[Texto fornecido]
Empoderamento econômico passa também por colocar valor no trabalho que ninguém vê, mas que muita mulher faz. “Porque é uma forma de dar a ela autoridade para administrar, porque ela é a maior economista da relação, do lucro familiar. Ela limpa a casa, a cozinha, faz comida, lava a roupa, bota a criança na escola, tira a criança da escola… Quando é trabalhadora doméstica, vai pra rua com o cachorro, é babá, volta, vem, faz tudo dentro de uma casa. Quanto é que se paga pelo trabalho que se faz? Tem serviços que deveriam ser contabilizados como salário. Eu sou uma que defendo isso”, destacou Benedita da Silva, durante seu discurso.

Estamos falando sobre a economia do cuidado, o trabalho não remunerado que geralmente fica a cargo das mulheres. E mais uma vez, se colocarmos cor nessa conversa, adivinhem vocês quem tem dedicado mais tempo a esse trabalho não pago? Mulheres negras! Segundo PNAD (2019) do IBGE, as negras dedicam 22,3 horas semanais a esse trabalho de cuidar contra 21 horas semanais de mulheres brancas.

“Eu defendo isso porque é muita carga para a mulher e ela não é remunerada por esse serviço. A gente só quer amar, a gente só quer casar, a gente não liga de ter filho, mas também, peraí, a gente tem que ter alguma coisa que nos dê condição, que estruture esse lucro familiar para que a gente possa exercer o papel de mãe, porque não é uma tarefa fácil”, daí a frase impactante de Benedita que me paralisou: “A igualdade de gênero é uma necessidade urgente, não apenas para as mulheres, mas também para a economia global.”

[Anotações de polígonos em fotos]

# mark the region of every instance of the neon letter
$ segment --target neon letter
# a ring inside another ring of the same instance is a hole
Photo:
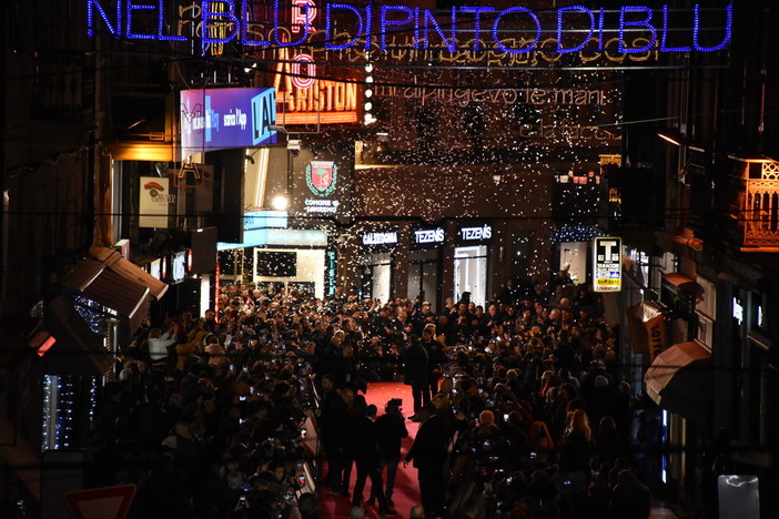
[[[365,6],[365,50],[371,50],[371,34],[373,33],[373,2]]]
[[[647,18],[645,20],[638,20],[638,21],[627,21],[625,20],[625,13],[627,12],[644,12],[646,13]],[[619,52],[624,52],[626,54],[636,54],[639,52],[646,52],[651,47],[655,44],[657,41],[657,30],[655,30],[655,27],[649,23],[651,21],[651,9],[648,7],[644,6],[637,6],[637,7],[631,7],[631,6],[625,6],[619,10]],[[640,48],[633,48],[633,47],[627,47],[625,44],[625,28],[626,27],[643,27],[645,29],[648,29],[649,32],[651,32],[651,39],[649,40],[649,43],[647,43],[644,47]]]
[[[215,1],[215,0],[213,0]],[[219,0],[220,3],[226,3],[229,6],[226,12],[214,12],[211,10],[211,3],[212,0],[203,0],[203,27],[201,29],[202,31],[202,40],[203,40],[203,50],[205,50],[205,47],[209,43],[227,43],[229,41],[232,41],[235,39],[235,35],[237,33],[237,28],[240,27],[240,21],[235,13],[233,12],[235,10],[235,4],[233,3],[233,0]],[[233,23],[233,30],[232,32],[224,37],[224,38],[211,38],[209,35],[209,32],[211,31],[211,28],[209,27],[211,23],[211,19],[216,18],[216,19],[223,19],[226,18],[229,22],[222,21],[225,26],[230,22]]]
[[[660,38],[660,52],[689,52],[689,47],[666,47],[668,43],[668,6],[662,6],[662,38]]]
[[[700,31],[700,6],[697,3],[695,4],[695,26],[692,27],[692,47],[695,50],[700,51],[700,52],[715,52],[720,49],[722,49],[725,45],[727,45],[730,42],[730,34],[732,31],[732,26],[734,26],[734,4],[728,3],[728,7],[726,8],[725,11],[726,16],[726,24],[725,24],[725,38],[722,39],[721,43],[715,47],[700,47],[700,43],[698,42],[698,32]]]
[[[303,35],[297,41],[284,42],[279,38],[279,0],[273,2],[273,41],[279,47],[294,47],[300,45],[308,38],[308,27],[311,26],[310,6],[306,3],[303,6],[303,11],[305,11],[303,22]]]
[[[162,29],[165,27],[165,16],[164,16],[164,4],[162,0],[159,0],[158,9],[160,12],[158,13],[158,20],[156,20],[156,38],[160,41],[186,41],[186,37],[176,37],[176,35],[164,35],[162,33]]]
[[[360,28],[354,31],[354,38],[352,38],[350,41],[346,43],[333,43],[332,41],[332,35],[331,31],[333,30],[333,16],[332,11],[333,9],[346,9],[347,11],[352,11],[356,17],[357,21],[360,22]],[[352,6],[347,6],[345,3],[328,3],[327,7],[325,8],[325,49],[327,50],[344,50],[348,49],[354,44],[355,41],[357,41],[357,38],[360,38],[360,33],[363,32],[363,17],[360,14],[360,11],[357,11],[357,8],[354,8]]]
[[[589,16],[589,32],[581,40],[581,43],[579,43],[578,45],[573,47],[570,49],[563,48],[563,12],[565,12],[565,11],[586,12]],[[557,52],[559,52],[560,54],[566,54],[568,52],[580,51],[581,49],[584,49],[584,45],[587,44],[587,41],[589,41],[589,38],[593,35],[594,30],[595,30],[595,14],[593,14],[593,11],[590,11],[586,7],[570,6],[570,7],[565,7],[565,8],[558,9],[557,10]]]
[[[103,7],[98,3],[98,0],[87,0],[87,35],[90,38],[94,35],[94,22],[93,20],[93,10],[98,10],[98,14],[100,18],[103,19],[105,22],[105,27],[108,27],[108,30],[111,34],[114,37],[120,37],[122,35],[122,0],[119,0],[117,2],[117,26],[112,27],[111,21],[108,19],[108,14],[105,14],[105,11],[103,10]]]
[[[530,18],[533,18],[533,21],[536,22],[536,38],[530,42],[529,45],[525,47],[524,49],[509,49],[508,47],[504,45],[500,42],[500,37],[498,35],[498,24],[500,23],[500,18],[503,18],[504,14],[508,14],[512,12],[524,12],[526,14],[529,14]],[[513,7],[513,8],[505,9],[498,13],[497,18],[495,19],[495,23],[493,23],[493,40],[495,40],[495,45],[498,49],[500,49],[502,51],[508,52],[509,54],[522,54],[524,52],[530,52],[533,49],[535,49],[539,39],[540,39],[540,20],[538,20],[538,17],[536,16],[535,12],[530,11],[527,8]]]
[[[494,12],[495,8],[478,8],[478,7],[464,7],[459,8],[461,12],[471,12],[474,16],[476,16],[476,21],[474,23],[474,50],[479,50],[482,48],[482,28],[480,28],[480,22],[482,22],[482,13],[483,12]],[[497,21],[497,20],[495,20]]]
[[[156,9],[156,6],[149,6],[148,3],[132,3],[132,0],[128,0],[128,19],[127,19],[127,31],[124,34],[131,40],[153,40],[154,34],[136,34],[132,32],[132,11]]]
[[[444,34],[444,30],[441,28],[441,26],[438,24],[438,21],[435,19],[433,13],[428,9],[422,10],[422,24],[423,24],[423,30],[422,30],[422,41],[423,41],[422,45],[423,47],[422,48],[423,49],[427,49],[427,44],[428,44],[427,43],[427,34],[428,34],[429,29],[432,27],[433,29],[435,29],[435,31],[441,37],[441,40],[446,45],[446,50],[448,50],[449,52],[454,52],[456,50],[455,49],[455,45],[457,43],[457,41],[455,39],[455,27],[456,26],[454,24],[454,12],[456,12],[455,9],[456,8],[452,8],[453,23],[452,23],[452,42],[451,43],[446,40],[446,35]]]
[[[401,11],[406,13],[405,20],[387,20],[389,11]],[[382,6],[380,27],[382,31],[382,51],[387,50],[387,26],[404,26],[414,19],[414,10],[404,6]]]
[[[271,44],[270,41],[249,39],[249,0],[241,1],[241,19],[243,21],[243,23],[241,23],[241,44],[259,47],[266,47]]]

[Instruções da tarefa] Reproduza na íntegra, sem nenhuma alteração, o texto sobre a economia do cuidado.

[Resposta à tarefa]
Empoderamento econômico passa também por colocar valor no trabalho que ninguém vê, mas que muita mulher faz. “Porque é uma forma de dar a ela autoridade para administrar, porque ela é a maior economista da relação, do lucro familiar. Ela limpa a casa, a cozinha, faz comida, lava a roupa, bota a criança na escola, tira a criança da escola… Quando é trabalhadora doméstica, vai pra rua com o cachorro, é babá, volta, vem, faz tudo dentro de uma casa. Quanto é que se paga pelo trabalho que se faz? Tem serviços que deveriam ser contabilizados como salário. Eu sou uma que defendo isso”, destacou Benedita da Silva, durante seu discurso.

Estamos falando sobre a economia do cuidado, o trabalho não remunerado que geralmente fica a cargo das mulheres. E mais uma vez, se colocarmos cor nessa conversa, adivinhem vocês quem tem dedicado mais tempo a esse trabalho não pago? Mulheres negras! Segundo PNAD (2019) do IBGE, as negras dedicam 22,3 horas semanais a esse trabalho de cuidar contra 21 horas semanais de mulheres brancas.

“Eu defendo isso porque é muita carga para a mulher e ela não é remunerada por esse serviço. A gente só quer amar, a gente só quer casar, a gente não liga de ter filho, mas também, peraí, a gente tem que ter alguma coisa que nos dê condição, que estruture esse lucro familiar para que a gente possa exercer o papel de mãe, porque não é uma tarefa fácil”, daí a frase impactante de Benedita que me paralisou: “A igualdade de gênero é uma necessidade urgente, não apenas para as mulheres, mas também para a economia global.”